• _EXERCISE OBJECTIVE_
Write out the entries below as a JSON list of strings, one string for each line, with blank lines omitted.

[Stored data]

Start

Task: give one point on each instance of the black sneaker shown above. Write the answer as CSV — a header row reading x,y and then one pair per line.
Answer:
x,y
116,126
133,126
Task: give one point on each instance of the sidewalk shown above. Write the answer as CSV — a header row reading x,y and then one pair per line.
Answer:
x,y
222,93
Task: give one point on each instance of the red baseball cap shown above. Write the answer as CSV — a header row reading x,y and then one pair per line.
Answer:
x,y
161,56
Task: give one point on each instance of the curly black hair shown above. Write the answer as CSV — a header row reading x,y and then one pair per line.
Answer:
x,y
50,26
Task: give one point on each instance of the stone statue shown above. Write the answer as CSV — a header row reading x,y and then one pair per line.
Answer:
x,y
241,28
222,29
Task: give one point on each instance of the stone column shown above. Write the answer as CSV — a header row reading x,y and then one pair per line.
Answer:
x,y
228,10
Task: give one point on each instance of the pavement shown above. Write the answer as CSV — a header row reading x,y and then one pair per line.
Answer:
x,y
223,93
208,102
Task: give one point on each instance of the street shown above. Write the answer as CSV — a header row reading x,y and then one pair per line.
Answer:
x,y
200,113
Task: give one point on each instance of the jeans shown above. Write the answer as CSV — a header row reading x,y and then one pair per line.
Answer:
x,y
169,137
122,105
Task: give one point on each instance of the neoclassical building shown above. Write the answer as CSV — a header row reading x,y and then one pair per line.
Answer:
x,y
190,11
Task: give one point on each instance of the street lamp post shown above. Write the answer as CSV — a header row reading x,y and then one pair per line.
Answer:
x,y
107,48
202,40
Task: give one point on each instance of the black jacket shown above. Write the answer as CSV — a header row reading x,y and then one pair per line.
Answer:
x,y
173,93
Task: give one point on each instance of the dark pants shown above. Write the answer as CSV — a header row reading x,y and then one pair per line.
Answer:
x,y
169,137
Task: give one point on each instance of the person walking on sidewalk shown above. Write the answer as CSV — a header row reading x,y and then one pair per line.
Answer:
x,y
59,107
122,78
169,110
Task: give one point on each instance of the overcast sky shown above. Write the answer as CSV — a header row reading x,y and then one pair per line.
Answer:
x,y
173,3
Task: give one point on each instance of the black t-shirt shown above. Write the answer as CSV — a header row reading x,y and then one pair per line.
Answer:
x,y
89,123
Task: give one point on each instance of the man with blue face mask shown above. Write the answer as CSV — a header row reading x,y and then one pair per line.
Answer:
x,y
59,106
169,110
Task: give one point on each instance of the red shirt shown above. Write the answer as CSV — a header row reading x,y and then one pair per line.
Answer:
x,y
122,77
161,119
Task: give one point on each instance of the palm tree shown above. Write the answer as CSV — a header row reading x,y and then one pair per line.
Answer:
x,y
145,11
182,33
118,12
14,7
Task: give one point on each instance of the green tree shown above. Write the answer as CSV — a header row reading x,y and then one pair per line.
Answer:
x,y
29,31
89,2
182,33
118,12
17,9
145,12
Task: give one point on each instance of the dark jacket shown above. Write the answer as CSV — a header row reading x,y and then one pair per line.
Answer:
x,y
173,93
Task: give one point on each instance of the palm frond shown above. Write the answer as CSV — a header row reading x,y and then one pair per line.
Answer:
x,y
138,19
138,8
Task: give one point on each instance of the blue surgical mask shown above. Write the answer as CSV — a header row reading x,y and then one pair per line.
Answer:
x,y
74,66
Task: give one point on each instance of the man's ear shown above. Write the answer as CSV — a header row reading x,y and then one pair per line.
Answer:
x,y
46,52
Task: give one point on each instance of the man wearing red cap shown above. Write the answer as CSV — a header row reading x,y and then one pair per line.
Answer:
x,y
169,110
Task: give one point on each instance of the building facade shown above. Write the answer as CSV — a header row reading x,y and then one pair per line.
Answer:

End

• _COMPLETE ANSWER_
[
  "Task: give one point on each instance of the black sneaker shown above. Write the answer as CSV — a header row reading x,y and then one pair per line.",
  "Answer:",
  "x,y",
  "116,126",
  "133,126",
  "Task: give one point on each instance of the sidewalk shown above. Write the answer as CSV — a header row reading x,y and then one pair per line.",
  "Answer:",
  "x,y",
  "222,93",
  "Task: give one point on each instance of the red baseball cap shown above. Write the answer as CSV — a header row reading x,y and then one pair per line.",
  "Answer:",
  "x,y",
  "161,56",
  "Task: give one point on each instance of the curly black hair shown above. Write the answer as CSV — a header row reading x,y and then one pair per line.",
  "Answer:",
  "x,y",
  "50,26",
  "Task: give one point on each instance of the stone statue shown above. Write the answer as CSV — a header row reading x,y and then one pair per line.",
  "Answer:",
  "x,y",
  "241,28",
  "222,29",
  "Task: give one point on each instance of the stone column shown above. Write the answer as CSV — a header row reading x,y and then one pair per line.",
  "Answer:",
  "x,y",
  "228,10",
  "Task: give one point on each instance of the pavement shown above. Write the answer as CSV — a header row reading x,y and then one pair per line.",
  "Answer:",
  "x,y",
  "223,93",
  "208,102",
  "Task: give one point on each instance of the street shown above. Write the answer as CSV — a header row reading x,y and then one pair per line.",
  "Answer:",
  "x,y",
  "200,113",
  "Task: give one point on each instance of the jeans shown above. Write the answer as CSV — a header row reading x,y and then one pair per line.",
  "Answer:",
  "x,y",
  "169,137",
  "122,105",
  "Task: give one point on each instance of the neoclassical building shown above. Write the answer as CSV — a header row reading x,y and then one pair per line.",
  "Answer:",
  "x,y",
  "190,11",
  "Task: give one point on each instance of the street lamp post shown above. Write the answer as CSV — a header row reading x,y and then one pair per line.",
  "Answer:",
  "x,y",
  "107,48",
  "202,40",
  "Task: give one point on each instance of the black jacket shown above. Write the answer as CSV — a header row reading x,y and then one pair per line.",
  "Answer:",
  "x,y",
  "173,93",
  "Task: give one point on each instance of the dark pants shown above. Write the answer as CSV — a header row reading x,y and then one pair per line.",
  "Answer:",
  "x,y",
  "169,137",
  "Task: give one point on each instance of the person walking on sidewalk shown above. Write the answer as CSV — a header row reading x,y and then one pair per line.",
  "Answer:",
  "x,y",
  "59,107",
  "122,78",
  "169,110",
  "Task: give one point on each instance of the overcast sky shown above. Write the answer as CSV — a header row reading x,y and then one pair per line.",
  "Answer:",
  "x,y",
  "173,3",
  "Task: give one point on each instance of the black t-shirt shown above. Write the answer as CSV — a header row reading x,y and then one pair per line.",
  "Answer:",
  "x,y",
  "89,123",
  "Task: give one point on each instance of the man with blue face mask shown above. Write the answer as CSV — a header row reading x,y and then one pair per line.",
  "Answer:",
  "x,y",
  "59,106",
  "169,110",
  "Task: give one point on each instance of the red shirt shown above. Write the answer as CSV — a header row reading x,y and then one pair per line.",
  "Answer:",
  "x,y",
  "122,77",
  "161,119",
  "Task: give one point on each instance of the palm tree shown above. Write the answer as CSV — a header row reading x,y and then one pair per line.",
  "Answer:",
  "x,y",
  "145,11",
  "182,33",
  "118,12",
  "14,7",
  "Task: give one point on each instance of the green tree shown above. Write the answer as CSV — a header row reading x,y and then one pair per line.",
  "Answer:",
  "x,y",
  "29,31",
  "89,2",
  "182,33",
  "118,12",
  "17,9",
  "145,12",
  "Task: give one point on each instance of the dark jacket shown above. Write the answer as CSV — a header row reading x,y and then one pair per line.",
  "Answer:",
  "x,y",
  "173,93",
  "Task: give one point on each instance of the palm frond shown above. Write the answer as CSV — a header row reading x,y and then one pair per line.",
  "Answer:",
  "x,y",
  "138,19",
  "138,8",
  "Task: give one point on each instance of the blue surgical mask shown above. Write the answer as CSV — a header row reading x,y and then one pair per line.",
  "Answer:",
  "x,y",
  "74,66",
  "Task: give one point on each instance of the man's ear shown above. Write the answer as CSV — a header row reading x,y and then one pair per line.",
  "Answer:",
  "x,y",
  "46,52",
  "Task: give one point on each instance of the man wearing red cap shown above. Write the answer as CSV — a header row reading x,y and then one pair per line.",
  "Answer:",
  "x,y",
  "169,110",
  "Task: give one point on each instance of the building facade shown above. Write the answer as CSV — a header row reading x,y and then one pair per line.",
  "Answer:"
]